| TO BE DONE |
1: Name every person the commentary mentions by name.
2: Retype the lines of the records from the start of the records through the line holding "point(450, 333)", inclusive, omitting any pictures.

| SOURCE EXTRACT |
###

Having often said this during the past few decades, I was happy to read Caroline Glick’s Jerusalem Post article of May 2nd "The Fatah Fairy Tale." Whether intended or not, her article should be construed as a devastating expose of Prime Minister Binyamin Netanyahu’s appeasement of Mahmoud Abbas and the PA and to say Tzippi Livni would be worse merely avoids the issue

Glick’s article also reveals, perhaps unwittingly, Israel’s flawed system of multi-party or coalition cabinet government. I hope she will not object to my abbreviating, paraphrasing, and going a bit beyond her courageous article.


Glick begins by referring to an Arab Jerusalemite, Fahmi Shabaneh, who "joined the Palestinian Authority’s General Intelligence Service in 1994." Apparently, he was tasked by Mahmoud Abbas "with investigating Arab Jerusalemites suspected of selling land to Jews. Such sales are a capital offense in the PA.... A few years ago, he was put in charge of a unit responsible for investigating corrupt activities carried out by PA officials." For a while, says Glick, "Shabaneh collected massive amounts of information on senior PA officials detailing their illegal activities.


These activities included the theft of hundreds of millions of dollars in international aid; illegal seizure of land and homes; and monetary and sexual extortion of their fellow Palestinians."


"Over time," however, "Shabaneh became disillusioned with his boss." What happened was this. Shabaneh was appointed to his job "around the time Abbas was elected PA head in 2005. Abbas, remember, is head of Fatah, whose corruption and terrorist activities are notorious. Abbas says Glick, "ran on an anti-corruption platform. Shabaneh’s information demonstrated [however], that Abbas presided over a criminal syndicate posing as a government. And yet rather than arrest his corrupt, criminal associates, Abbas promoted them."

###

| PROVIDED ENTRIES |
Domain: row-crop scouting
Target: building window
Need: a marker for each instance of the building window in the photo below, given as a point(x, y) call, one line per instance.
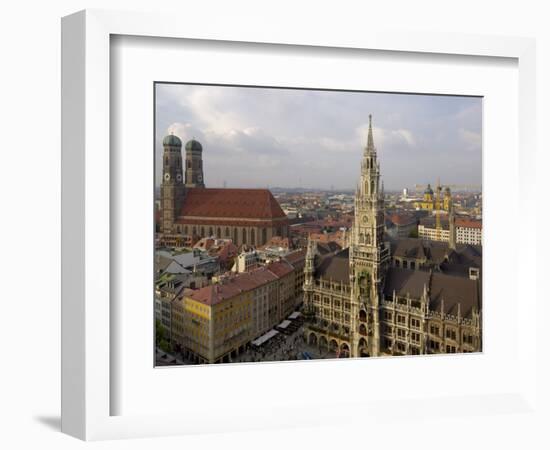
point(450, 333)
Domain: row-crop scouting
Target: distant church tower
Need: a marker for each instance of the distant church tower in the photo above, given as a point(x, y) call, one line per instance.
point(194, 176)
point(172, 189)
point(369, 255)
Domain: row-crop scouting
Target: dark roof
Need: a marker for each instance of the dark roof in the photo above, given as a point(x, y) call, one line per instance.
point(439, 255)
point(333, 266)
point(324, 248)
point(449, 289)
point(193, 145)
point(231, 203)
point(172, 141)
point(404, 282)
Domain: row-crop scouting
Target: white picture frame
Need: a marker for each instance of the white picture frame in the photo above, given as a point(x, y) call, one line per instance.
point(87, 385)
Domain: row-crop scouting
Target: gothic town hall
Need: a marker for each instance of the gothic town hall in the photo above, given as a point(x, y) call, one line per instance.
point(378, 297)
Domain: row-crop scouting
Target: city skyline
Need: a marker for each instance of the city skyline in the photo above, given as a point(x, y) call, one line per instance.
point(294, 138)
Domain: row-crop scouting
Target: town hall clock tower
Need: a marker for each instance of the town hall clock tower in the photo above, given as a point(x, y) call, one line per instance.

###

| ANSWERS TO THE EXERCISES |
1:
Caroline Glick
Binyamin Netanyahu
Mahmoud Abbas
Tzippi Livni
Fahmi Shabaneh

2:
Domain: row-crop scouting
Target: building window
Need: a marker for each instance of the building window in the photo below, given as a point(x, y) call, one line per instance.
point(450, 333)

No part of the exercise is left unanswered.